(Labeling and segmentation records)
......
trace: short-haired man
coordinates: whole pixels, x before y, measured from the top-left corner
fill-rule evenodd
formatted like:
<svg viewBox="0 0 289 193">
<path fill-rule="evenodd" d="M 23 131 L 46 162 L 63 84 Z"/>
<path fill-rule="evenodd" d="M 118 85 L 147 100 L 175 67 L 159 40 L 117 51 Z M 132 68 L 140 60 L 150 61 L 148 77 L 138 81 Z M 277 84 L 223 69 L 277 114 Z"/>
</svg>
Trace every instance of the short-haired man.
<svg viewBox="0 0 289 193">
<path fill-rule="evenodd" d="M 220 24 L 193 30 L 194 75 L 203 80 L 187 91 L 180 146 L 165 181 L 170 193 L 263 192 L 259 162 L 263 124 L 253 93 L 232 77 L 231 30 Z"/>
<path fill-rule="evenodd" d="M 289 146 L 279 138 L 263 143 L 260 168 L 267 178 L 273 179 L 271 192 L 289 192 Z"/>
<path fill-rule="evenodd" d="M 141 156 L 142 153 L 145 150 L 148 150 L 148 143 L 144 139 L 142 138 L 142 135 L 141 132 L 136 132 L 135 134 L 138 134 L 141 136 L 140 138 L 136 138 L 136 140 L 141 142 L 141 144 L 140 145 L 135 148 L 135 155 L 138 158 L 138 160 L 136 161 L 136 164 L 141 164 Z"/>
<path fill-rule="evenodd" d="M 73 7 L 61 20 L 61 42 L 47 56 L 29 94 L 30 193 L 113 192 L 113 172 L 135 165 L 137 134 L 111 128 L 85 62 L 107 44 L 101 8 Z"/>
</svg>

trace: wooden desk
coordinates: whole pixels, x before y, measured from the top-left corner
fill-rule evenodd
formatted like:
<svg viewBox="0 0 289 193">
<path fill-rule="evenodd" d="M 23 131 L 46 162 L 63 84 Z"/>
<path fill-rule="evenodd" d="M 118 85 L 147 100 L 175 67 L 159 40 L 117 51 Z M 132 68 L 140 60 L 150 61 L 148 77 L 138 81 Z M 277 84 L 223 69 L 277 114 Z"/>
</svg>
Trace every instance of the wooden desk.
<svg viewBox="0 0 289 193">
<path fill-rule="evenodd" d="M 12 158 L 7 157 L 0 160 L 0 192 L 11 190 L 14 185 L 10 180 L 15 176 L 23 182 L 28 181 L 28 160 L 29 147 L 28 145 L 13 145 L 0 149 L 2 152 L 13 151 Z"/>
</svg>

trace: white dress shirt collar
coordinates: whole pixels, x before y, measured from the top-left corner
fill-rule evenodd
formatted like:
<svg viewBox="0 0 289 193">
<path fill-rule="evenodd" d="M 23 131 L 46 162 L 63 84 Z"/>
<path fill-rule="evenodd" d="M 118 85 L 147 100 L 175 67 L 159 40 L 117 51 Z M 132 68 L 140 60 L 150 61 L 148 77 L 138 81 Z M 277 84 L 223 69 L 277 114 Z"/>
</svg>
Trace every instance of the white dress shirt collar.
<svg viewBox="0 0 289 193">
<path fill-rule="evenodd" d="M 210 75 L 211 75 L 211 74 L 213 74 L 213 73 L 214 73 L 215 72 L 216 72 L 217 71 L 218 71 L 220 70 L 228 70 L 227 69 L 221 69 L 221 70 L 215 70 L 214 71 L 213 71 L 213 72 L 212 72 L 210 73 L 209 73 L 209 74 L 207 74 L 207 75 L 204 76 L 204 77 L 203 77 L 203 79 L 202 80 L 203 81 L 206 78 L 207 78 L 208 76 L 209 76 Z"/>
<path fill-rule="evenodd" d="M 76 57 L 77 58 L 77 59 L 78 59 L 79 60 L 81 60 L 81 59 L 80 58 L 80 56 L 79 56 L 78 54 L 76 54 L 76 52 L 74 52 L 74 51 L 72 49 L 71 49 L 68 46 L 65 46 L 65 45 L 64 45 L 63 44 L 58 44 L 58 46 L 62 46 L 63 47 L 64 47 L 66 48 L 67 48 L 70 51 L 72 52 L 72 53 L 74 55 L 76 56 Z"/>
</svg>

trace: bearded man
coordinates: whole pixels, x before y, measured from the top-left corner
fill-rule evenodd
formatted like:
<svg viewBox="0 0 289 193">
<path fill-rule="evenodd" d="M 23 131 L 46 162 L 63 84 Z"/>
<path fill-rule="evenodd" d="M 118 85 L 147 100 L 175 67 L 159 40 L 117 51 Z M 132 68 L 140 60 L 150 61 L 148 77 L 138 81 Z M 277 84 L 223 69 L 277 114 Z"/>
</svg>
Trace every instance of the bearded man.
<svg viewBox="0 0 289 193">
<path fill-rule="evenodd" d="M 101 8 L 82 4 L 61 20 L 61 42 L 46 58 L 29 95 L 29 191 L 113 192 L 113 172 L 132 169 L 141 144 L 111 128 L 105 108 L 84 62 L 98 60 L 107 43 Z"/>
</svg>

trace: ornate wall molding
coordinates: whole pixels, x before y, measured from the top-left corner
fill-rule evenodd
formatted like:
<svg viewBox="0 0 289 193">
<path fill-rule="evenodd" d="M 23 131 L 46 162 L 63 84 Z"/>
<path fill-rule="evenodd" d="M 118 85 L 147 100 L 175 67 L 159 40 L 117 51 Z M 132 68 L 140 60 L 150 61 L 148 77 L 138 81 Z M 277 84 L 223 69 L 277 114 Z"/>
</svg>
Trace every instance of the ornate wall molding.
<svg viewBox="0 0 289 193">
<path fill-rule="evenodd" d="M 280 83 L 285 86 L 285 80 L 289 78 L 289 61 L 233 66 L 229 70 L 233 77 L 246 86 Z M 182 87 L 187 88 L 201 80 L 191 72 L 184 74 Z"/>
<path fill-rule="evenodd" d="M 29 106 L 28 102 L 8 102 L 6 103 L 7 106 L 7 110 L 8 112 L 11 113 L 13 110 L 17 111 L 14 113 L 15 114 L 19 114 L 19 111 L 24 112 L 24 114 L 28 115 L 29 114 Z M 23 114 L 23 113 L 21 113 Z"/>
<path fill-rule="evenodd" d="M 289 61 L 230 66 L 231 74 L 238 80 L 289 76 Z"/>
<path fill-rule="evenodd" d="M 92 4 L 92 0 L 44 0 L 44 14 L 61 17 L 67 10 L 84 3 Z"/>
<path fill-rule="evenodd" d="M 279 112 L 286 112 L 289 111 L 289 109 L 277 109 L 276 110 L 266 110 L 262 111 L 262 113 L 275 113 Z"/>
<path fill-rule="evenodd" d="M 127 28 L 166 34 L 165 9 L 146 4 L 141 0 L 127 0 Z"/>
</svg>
......
◆ Objective ◆
Copy out, unchanged, the part of the lines above that opens with the line containing "trace: bearded man" and runs through the last line, including both ends.

◆ The answer ◆
trace: bearded man
coordinates: whole pixels, x before y, measured from the top-left corner
fill-rule evenodd
formatted like:
<svg viewBox="0 0 289 193">
<path fill-rule="evenodd" d="M 23 131 L 46 162 L 63 84 Z"/>
<path fill-rule="evenodd" d="M 118 85 L 147 100 L 175 67 L 159 40 L 117 51 Z M 132 68 L 140 60 L 150 61 L 148 77 L 138 81 Z M 277 84 L 223 69 L 277 114 Z"/>
</svg>
Trace every instance of the bearded man.
<svg viewBox="0 0 289 193">
<path fill-rule="evenodd" d="M 101 8 L 82 4 L 61 20 L 61 42 L 46 58 L 29 95 L 29 191 L 113 192 L 113 172 L 132 169 L 141 144 L 111 128 L 105 108 L 84 62 L 98 60 L 107 43 Z"/>
</svg>

trace: ornate wall molding
coordinates: whole pixels, x before y, measured from the top-left corner
fill-rule evenodd
formatted like:
<svg viewBox="0 0 289 193">
<path fill-rule="evenodd" d="M 23 131 L 46 162 L 63 84 Z"/>
<path fill-rule="evenodd" d="M 118 85 L 147 100 L 175 67 L 159 40 L 117 51 Z M 132 68 L 140 60 L 150 61 L 148 77 L 138 81 Z M 277 84 L 223 69 L 277 114 Z"/>
</svg>
Trace every instance of the ornate wall molding.
<svg viewBox="0 0 289 193">
<path fill-rule="evenodd" d="M 280 83 L 285 86 L 285 80 L 289 78 L 289 61 L 233 66 L 229 70 L 233 77 L 246 86 Z M 182 87 L 187 88 L 201 80 L 191 72 L 184 74 Z"/>
<path fill-rule="evenodd" d="M 29 106 L 28 102 L 8 102 L 6 103 L 7 106 L 7 110 L 8 112 L 11 113 L 13 110 L 17 111 L 14 113 L 15 114 L 19 114 L 19 111 L 24 112 L 24 114 L 28 115 L 29 114 Z M 23 114 L 23 113 L 21 113 Z"/>
<path fill-rule="evenodd" d="M 289 61 L 230 66 L 231 74 L 238 80 L 289 76 Z"/>
<path fill-rule="evenodd" d="M 92 4 L 92 0 L 44 0 L 44 14 L 61 17 L 67 10 L 84 3 Z"/>
<path fill-rule="evenodd" d="M 279 112 L 286 112 L 289 111 L 289 109 L 277 109 L 276 110 L 266 110 L 262 111 L 262 113 L 275 113 Z"/>
<path fill-rule="evenodd" d="M 127 28 L 166 34 L 165 9 L 146 4 L 141 0 L 127 0 Z"/>
</svg>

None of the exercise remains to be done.